▶ **To be done**
Copy the lines below word for word, leaving out the pictures.
┌────────
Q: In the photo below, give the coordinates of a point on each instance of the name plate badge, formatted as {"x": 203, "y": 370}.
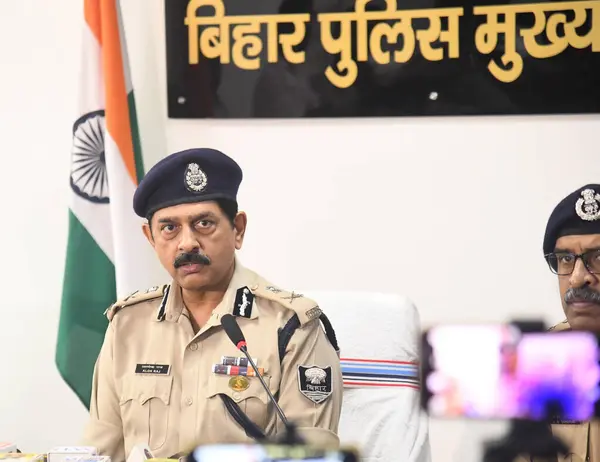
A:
{"x": 153, "y": 369}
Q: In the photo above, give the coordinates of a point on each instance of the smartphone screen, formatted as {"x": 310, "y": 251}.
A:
{"x": 268, "y": 453}
{"x": 497, "y": 372}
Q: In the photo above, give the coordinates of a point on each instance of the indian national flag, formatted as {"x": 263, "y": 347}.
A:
{"x": 107, "y": 255}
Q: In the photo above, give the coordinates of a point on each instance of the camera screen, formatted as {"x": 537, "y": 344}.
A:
{"x": 269, "y": 453}
{"x": 497, "y": 372}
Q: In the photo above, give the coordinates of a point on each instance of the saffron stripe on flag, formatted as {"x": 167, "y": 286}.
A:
{"x": 359, "y": 373}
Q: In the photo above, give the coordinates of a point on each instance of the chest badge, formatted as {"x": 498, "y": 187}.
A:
{"x": 238, "y": 383}
{"x": 244, "y": 300}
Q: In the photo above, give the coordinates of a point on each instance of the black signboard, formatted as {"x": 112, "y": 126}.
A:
{"x": 363, "y": 58}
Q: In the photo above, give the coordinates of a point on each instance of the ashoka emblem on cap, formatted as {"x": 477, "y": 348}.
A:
{"x": 195, "y": 178}
{"x": 588, "y": 206}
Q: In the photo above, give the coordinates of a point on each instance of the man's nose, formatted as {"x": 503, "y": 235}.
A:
{"x": 580, "y": 275}
{"x": 188, "y": 242}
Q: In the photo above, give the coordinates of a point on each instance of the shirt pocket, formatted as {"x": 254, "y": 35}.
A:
{"x": 145, "y": 404}
{"x": 253, "y": 401}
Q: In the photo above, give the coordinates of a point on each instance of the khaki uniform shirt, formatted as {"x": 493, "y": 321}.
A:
{"x": 154, "y": 382}
{"x": 583, "y": 440}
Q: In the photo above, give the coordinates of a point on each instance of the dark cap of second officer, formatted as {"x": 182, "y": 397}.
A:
{"x": 193, "y": 175}
{"x": 578, "y": 213}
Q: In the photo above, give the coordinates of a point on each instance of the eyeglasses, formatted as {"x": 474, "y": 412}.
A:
{"x": 563, "y": 263}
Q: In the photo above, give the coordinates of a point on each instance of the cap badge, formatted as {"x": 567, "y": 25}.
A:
{"x": 195, "y": 178}
{"x": 587, "y": 206}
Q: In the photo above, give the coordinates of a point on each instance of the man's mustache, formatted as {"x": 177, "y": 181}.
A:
{"x": 582, "y": 294}
{"x": 191, "y": 257}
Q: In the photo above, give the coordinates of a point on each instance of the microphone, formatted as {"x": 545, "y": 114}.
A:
{"x": 233, "y": 331}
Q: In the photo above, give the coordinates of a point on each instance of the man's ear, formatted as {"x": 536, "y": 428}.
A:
{"x": 148, "y": 233}
{"x": 239, "y": 224}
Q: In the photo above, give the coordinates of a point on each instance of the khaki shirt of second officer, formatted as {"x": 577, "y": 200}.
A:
{"x": 179, "y": 410}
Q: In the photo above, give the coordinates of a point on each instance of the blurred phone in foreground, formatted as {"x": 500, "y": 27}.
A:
{"x": 497, "y": 372}
{"x": 268, "y": 453}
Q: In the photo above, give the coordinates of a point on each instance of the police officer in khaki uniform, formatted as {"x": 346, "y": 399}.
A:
{"x": 168, "y": 375}
{"x": 572, "y": 250}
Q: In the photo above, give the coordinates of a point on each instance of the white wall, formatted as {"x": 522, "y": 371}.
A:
{"x": 449, "y": 211}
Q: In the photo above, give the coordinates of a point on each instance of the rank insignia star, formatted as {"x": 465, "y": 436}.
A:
{"x": 293, "y": 296}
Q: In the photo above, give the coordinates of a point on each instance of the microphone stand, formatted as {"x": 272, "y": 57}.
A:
{"x": 291, "y": 436}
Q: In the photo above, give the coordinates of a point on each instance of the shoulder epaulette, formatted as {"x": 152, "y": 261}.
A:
{"x": 306, "y": 309}
{"x": 134, "y": 298}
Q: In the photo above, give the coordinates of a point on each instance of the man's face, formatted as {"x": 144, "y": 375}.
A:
{"x": 580, "y": 290}
{"x": 196, "y": 243}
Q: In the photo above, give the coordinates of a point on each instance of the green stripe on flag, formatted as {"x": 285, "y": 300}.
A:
{"x": 89, "y": 288}
{"x": 135, "y": 135}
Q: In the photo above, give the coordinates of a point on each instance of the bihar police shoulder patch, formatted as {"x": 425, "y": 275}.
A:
{"x": 315, "y": 382}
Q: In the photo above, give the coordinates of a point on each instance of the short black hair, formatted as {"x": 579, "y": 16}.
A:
{"x": 227, "y": 206}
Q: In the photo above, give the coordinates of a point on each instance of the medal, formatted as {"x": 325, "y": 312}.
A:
└────────
▶ **Solved problem**
Q: In the photo below, give the coordinates of a point on each instance of the name plate badge, formatted as {"x": 203, "y": 370}.
A:
{"x": 153, "y": 369}
Q: In the photo above, give the coordinates of a point on each instance of the smartphone screen, formatted as {"x": 310, "y": 251}.
A:
{"x": 268, "y": 453}
{"x": 497, "y": 372}
Q: In the photo above, give the coordinates of a point on each instance of the indian national flag, formatted as {"x": 263, "y": 347}.
A:
{"x": 107, "y": 255}
Q: In the photo above, give the coordinates of a point on each instance of the camera screen, formatted as {"x": 537, "y": 344}.
A:
{"x": 269, "y": 453}
{"x": 497, "y": 372}
Q: In the photo above, give the coordinates of a point on each instance of the saffron stripe on flag, formatted as {"x": 167, "y": 286}.
A:
{"x": 359, "y": 373}
Q: In the photo above, give the coordinates of a point on each instance of the chest badge, formatted as {"x": 498, "y": 187}.
A:
{"x": 238, "y": 383}
{"x": 244, "y": 300}
Q: In the photo above, give the coordinates of a point on each instance of the black signboard, formatted as {"x": 112, "y": 126}.
A:
{"x": 363, "y": 58}
Q: In the photo above, give the coordinates of a point on each instance of the ashoka emblem on cap, formatted as {"x": 477, "y": 348}.
A:
{"x": 195, "y": 178}
{"x": 588, "y": 206}
Q: In the photo above, give the coordinates of a point on each instance of the man's nose, formatted as {"x": 503, "y": 235}.
A:
{"x": 580, "y": 275}
{"x": 188, "y": 242}
Q: In the photo above, give the coordinates of a point on each instance of the shirt pocket, formatted as {"x": 254, "y": 35}.
A:
{"x": 145, "y": 404}
{"x": 253, "y": 401}
Q: In the photo above, give the coordinates of a point on each instance of the khaki uniform shirt, formatted as {"x": 493, "y": 321}.
A:
{"x": 154, "y": 382}
{"x": 583, "y": 440}
Q: In the photo above, give the coordinates of a point on each instance of the dark cap of second officer, formatted as {"x": 182, "y": 397}.
A:
{"x": 193, "y": 175}
{"x": 578, "y": 213}
Q: In the photo above, give the coordinates of a point on each instance of the eyeglasses, formatted as {"x": 474, "y": 412}.
A:
{"x": 563, "y": 263}
Q: In the photo above, give the coordinates of a point on each instance of the cap badge, formatted as {"x": 567, "y": 25}.
A:
{"x": 195, "y": 178}
{"x": 587, "y": 206}
Q: In the photo above, give the coordinates of a point on each instance of the man's mustache, formatted as {"x": 177, "y": 181}.
A:
{"x": 582, "y": 294}
{"x": 191, "y": 257}
Q: In the photo above, give the coordinates of a point on each instance of the microphone, formatted as {"x": 545, "y": 114}.
A:
{"x": 233, "y": 331}
Q: In the photo above, give the coordinates of a point on each instance of the man's ear, formatted as {"x": 536, "y": 428}.
A:
{"x": 148, "y": 233}
{"x": 239, "y": 224}
Q: In the photo above, give the coordinates of a point on each instance of the khaki shirt of second officer, formatted as {"x": 577, "y": 200}.
A:
{"x": 179, "y": 410}
Q: In the photo above, give the coordinates of a point on each instance of the blurred phone in foreground, formatted as {"x": 500, "y": 27}.
A:
{"x": 497, "y": 372}
{"x": 268, "y": 453}
Q: In the photo above, give the coordinates of a point on each instance of the police officer in khaki uniform, formatted as {"x": 346, "y": 399}.
A:
{"x": 168, "y": 375}
{"x": 572, "y": 250}
Q: In the photo above, give the coordinates of a point on each instance of the white wall, formatted as {"x": 522, "y": 371}.
A:
{"x": 449, "y": 211}
Q: In the photo above, give the coordinates of a point on each instance of the rank insignia star, formatted as {"x": 465, "y": 436}.
A:
{"x": 293, "y": 296}
Q: In the photo above, give the coordinates of a point on each instance of the microphone stand, formatted as {"x": 272, "y": 57}.
A:
{"x": 291, "y": 436}
Q: In the photo above, give the coordinates of a point on each instance of the shoulder epaulette, formatted as {"x": 152, "y": 261}.
A:
{"x": 306, "y": 309}
{"x": 134, "y": 298}
Q: In the photo above, give the coordinates of a point on each instance of the man's face, formatted as {"x": 144, "y": 375}.
A:
{"x": 580, "y": 290}
{"x": 196, "y": 243}
Q: In the photo above, give the coordinates of a point on each instance of the green stripe on flag, formatted as {"x": 285, "y": 300}.
A:
{"x": 89, "y": 288}
{"x": 135, "y": 135}
Q: In the photo above, give the coordinates of a point on each instance of the bihar police shoulder patch, formatted as {"x": 425, "y": 275}.
A:
{"x": 315, "y": 382}
Q: In the photo above, give the coordinates of a point on each instance of the short black hair, formatted as {"x": 579, "y": 16}.
A:
{"x": 227, "y": 206}
Q: In the photo above, give the coordinates of a point on each instance of the medal, formatted as {"x": 325, "y": 312}.
A:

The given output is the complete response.